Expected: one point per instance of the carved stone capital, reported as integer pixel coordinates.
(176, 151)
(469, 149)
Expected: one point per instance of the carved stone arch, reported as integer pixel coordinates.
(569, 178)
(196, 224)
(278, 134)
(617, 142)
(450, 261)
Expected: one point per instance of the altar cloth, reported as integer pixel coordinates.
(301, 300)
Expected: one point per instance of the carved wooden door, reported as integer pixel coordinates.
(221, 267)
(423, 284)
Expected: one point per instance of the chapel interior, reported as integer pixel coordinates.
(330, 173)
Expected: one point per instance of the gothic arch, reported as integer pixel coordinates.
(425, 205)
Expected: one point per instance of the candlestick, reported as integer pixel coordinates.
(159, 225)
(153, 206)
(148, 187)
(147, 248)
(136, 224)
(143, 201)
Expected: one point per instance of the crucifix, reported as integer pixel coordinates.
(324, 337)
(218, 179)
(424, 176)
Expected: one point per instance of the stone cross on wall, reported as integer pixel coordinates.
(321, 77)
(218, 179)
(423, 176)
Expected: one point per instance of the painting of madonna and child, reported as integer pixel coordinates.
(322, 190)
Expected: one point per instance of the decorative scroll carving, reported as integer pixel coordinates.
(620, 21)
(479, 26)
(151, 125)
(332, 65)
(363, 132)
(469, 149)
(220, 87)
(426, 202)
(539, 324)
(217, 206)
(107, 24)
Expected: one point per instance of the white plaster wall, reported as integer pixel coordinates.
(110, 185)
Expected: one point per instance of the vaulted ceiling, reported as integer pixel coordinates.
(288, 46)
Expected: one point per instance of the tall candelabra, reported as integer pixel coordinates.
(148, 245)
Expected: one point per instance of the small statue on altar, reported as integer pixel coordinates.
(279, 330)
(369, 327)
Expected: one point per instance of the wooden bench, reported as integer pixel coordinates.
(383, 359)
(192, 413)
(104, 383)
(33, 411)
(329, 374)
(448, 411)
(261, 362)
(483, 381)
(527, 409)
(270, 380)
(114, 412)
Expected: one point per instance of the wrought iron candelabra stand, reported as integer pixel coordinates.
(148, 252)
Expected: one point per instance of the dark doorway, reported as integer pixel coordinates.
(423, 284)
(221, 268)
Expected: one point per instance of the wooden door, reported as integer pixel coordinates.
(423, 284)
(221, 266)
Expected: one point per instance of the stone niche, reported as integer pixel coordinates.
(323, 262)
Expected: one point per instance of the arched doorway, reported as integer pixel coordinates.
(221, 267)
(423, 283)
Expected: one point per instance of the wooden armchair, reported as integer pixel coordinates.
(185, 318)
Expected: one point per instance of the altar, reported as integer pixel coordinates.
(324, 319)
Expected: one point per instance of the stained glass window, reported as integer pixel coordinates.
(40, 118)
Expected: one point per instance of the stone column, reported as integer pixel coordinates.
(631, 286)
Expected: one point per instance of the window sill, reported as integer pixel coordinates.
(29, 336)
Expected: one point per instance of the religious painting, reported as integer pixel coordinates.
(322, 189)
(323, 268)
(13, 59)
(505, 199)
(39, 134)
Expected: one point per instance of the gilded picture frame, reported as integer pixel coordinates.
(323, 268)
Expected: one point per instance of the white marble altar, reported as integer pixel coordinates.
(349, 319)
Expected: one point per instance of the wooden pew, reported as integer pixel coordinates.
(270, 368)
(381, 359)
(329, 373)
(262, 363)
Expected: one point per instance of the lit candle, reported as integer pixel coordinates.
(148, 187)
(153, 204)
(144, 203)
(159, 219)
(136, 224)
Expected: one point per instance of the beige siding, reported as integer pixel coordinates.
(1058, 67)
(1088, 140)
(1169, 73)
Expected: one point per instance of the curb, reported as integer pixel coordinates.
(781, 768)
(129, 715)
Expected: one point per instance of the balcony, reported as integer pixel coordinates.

• [WHAT YOU SHOULD DO]: All of the material above needs to be copied exactly.

• [EXPECTED ANSWER]:
Expected: one point per instance of the carved stone capital, reported as integer pixel coordinates.
(176, 151)
(469, 149)
Expected: one point per instance of the carved stone arch, reported as integer pixel coordinates.
(569, 178)
(196, 224)
(278, 134)
(617, 142)
(450, 261)
Expected: one point per instance of the altar cloth, reported as integer pixel coordinates.
(301, 300)
Expected: one point per instance of the carved wooden door, reported as integer pixel coordinates.
(221, 267)
(423, 284)
Expected: one point per instance of the chapel interior, reported as integer pixel coordinates.
(330, 173)
Expected: one point per instance of the gothic arch, reported as integer pixel coordinates.
(425, 205)
Expected: one point per instance of the candlestick, reported as integer pixel coordinates.
(159, 225)
(153, 206)
(148, 187)
(147, 248)
(136, 224)
(143, 201)
Expected: one point per instance of the crucifix, reported as integer pixel coordinates.
(324, 337)
(218, 179)
(424, 176)
Expected: one point per instance of the stone cross on wall, reported as integer pixel coordinates.
(321, 77)
(218, 179)
(423, 176)
Expected: one point per instance of the painting of madonna and child, reported as integer pixel coordinates.
(322, 190)
Expected: one point per instance of the decorative scroll carving, reported as integer pixel coordinates.
(620, 21)
(479, 26)
(151, 125)
(332, 65)
(363, 132)
(469, 149)
(220, 87)
(426, 202)
(539, 324)
(217, 206)
(107, 24)
Expected: one point per instance of the white plaster wall, reported as integer pixel coordinates.
(110, 185)
Expected: one point per instance of the vaulted ceiling, reported as integer pixel coordinates.
(288, 46)
Expected: one point per instance of the tall candelabra, reported as integer pixel coordinates.
(148, 245)
Expected: one point per instance of the small statue on altar, reported as integer pixel coordinates.
(279, 330)
(369, 327)
Expected: one point per instance of the wooden bench, reported as integer pixel coordinates.
(383, 359)
(192, 413)
(104, 383)
(33, 411)
(329, 374)
(448, 411)
(261, 362)
(483, 381)
(527, 409)
(270, 380)
(114, 412)
Expected: one point per instance of the wrought iron candelabra stand, reported as integer pixel coordinates.
(148, 252)
Expected: one point per instance of the dark doorway, reported as integer pixel coordinates.
(423, 284)
(221, 268)
Expected: one point per instance of the wooden door, reported as integer pixel coordinates.
(423, 284)
(221, 266)
Expected: one point per instance of the stone niche, reported as integer pixel coordinates.
(323, 262)
Expected: one point per instance of the arched doorway, reported as integer pixel coordinates.
(221, 267)
(423, 283)
Expected: one point per instance of the wooden armchair, reported as integer pixel coordinates.
(185, 318)
Expected: one point per instance of the altar, reported as integer pixel coordinates.
(324, 319)
Expected: one point per instance of the stained glass window, reported as integer pixel coordinates.
(40, 118)
Expected: one point per instance of the stone column, reported as integer pixel coordinates.
(631, 286)
Expected: one point per instance of the window sill, reported as integer pixel coordinates.
(29, 336)
Expected: one point per instance of the religious painting, reported as integer pixel coordinates.
(322, 189)
(323, 268)
(13, 59)
(505, 199)
(39, 134)
Expected: one point per instance of the gilded picture frame, reported as integer pixel coordinates.
(323, 268)
Expected: one point per instance of the white marble altar, reported as integer pixel coordinates.
(349, 319)
Expected: one point per instance of the wooden pew, reported as integer pixel coordinates.
(270, 368)
(381, 359)
(329, 373)
(262, 363)
Expected: one point per instance of the lit candle, reported as integer pixel coordinates.
(148, 187)
(153, 204)
(144, 203)
(159, 219)
(136, 224)
Expected: one point per instance of the beige siding, reported as integer pixel coordinates.
(1058, 67)
(1088, 140)
(1169, 73)
Expected: one point per instance of the curb, reported as integer pixel coordinates.
(781, 768)
(129, 715)
Expected: one point per instance of the balcony, reported as integer pixel coordinates.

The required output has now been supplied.